Spatial localization data:
--- START ---

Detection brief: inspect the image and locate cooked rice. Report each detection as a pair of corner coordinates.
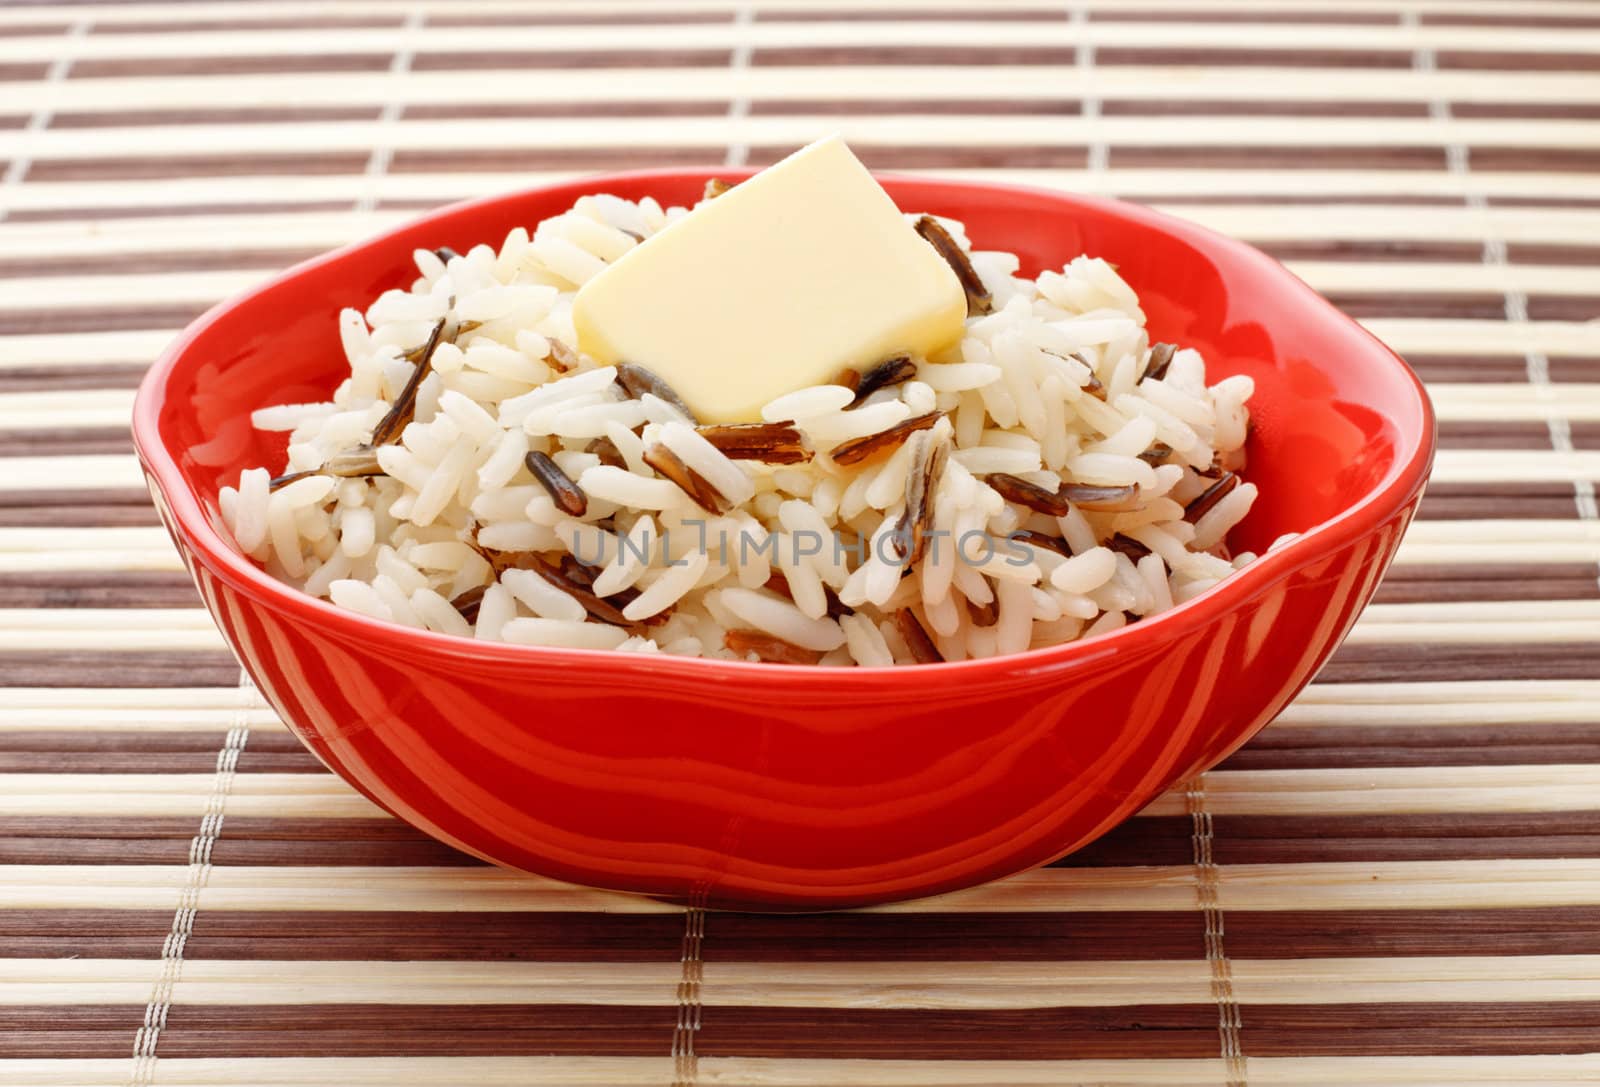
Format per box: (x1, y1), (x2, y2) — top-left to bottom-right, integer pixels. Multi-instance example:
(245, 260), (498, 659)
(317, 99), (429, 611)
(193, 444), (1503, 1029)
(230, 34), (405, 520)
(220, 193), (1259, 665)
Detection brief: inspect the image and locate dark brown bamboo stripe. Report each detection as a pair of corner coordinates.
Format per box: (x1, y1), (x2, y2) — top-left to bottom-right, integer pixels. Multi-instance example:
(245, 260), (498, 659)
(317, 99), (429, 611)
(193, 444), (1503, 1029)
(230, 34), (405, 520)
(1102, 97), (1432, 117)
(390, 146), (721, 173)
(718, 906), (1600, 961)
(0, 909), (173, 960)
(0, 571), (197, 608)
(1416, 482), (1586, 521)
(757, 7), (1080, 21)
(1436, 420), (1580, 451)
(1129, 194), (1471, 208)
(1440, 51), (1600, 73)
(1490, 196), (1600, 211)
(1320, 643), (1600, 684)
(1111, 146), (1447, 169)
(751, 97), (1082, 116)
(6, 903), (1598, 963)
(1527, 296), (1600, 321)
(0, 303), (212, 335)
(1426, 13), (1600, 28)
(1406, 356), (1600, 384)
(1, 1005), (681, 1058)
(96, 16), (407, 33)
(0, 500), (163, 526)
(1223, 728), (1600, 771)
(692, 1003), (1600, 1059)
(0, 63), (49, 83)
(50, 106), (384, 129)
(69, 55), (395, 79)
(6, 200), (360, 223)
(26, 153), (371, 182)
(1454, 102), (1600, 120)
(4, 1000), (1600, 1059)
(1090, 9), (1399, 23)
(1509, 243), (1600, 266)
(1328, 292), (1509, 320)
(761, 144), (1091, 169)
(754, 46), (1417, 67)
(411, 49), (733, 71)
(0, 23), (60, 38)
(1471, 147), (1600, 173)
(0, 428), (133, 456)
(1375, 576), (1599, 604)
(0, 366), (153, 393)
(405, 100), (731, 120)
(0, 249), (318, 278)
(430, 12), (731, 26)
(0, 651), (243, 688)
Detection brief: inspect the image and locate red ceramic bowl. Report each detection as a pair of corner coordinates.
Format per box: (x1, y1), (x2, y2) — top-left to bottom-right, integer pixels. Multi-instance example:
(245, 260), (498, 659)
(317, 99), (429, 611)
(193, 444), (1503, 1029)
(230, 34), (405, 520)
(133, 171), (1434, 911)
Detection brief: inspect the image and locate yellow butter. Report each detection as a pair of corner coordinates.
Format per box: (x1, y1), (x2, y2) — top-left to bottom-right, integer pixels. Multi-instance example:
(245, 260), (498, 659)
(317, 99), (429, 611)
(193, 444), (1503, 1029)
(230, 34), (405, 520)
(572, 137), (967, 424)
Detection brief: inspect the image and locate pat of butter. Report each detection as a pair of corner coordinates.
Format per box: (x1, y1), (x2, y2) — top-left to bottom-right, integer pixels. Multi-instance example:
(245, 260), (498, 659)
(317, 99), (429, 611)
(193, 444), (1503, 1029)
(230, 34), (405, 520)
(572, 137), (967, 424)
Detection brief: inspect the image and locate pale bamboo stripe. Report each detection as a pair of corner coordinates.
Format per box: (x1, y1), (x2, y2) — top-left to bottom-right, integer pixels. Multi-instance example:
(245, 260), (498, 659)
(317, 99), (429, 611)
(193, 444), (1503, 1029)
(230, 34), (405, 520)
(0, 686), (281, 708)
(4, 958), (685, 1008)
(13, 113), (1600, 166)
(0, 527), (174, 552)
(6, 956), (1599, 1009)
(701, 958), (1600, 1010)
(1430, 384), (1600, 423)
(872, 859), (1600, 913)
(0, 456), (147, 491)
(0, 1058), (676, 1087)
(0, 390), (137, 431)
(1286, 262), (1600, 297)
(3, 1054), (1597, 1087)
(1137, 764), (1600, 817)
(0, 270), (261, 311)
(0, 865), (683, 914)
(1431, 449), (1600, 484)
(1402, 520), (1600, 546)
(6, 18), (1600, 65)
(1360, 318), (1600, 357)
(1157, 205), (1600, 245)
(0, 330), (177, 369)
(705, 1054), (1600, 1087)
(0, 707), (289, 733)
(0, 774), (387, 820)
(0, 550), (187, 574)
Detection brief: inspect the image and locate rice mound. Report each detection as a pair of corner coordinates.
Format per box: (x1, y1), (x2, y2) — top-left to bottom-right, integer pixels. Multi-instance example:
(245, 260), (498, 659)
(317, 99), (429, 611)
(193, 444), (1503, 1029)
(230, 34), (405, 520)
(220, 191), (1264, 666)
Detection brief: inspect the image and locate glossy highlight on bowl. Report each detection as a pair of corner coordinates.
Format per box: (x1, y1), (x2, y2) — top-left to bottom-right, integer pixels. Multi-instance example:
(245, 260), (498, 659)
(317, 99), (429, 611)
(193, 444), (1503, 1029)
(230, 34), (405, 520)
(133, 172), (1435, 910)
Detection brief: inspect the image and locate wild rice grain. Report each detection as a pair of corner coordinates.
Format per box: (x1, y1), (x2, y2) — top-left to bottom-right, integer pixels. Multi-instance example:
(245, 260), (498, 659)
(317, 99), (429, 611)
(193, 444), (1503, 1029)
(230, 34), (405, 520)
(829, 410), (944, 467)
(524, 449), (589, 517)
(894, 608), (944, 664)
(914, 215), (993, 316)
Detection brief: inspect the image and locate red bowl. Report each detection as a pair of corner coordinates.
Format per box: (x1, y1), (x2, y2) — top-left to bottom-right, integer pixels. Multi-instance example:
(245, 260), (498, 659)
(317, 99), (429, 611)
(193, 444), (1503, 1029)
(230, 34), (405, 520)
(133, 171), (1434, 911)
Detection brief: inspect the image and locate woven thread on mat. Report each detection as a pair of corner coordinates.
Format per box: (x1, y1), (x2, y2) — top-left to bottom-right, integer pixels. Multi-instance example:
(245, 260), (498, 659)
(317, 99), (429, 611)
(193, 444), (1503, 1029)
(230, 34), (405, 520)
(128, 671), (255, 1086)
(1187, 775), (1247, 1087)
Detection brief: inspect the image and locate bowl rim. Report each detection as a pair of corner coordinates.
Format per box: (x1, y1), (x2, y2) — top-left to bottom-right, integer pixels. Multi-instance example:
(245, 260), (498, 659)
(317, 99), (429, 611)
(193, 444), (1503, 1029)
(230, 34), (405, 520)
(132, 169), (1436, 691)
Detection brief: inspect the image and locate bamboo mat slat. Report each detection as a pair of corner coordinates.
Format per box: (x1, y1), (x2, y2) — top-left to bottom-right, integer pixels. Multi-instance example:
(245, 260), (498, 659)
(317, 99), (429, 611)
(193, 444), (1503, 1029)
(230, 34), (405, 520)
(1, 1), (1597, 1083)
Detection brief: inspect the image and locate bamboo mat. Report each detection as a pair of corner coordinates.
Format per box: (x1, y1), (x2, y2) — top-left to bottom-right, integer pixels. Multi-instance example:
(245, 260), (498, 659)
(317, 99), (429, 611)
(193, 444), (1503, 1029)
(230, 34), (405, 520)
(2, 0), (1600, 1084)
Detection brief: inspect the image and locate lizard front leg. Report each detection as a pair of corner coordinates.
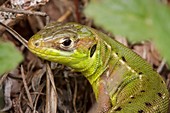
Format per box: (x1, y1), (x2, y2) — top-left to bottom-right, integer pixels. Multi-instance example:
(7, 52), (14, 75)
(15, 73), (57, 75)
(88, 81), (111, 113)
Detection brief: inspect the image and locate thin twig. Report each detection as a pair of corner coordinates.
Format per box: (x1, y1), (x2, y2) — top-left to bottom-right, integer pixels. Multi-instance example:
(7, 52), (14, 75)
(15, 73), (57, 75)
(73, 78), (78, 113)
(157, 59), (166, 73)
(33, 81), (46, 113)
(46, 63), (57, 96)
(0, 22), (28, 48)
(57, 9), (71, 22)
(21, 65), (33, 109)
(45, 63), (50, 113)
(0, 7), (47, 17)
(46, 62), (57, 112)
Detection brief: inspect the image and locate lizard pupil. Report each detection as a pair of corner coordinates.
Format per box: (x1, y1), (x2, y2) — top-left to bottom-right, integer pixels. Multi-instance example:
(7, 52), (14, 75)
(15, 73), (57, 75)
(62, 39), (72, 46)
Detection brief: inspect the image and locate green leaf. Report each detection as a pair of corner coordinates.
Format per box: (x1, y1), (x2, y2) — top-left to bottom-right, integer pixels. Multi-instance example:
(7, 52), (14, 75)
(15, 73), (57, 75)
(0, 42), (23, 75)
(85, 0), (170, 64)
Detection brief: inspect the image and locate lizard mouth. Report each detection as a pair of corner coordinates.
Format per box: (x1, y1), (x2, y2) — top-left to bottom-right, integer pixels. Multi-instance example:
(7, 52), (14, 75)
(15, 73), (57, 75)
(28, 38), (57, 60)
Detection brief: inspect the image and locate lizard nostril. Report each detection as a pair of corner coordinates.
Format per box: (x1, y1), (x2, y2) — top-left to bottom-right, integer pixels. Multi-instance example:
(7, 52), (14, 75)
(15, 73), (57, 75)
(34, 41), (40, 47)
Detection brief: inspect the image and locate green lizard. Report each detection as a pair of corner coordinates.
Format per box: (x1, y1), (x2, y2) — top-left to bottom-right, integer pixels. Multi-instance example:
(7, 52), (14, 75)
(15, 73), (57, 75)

--- END ---

About this exercise:
Where a line in the records above contains the word "butter", include it in the count; state the total and nothing more.

Task result:
2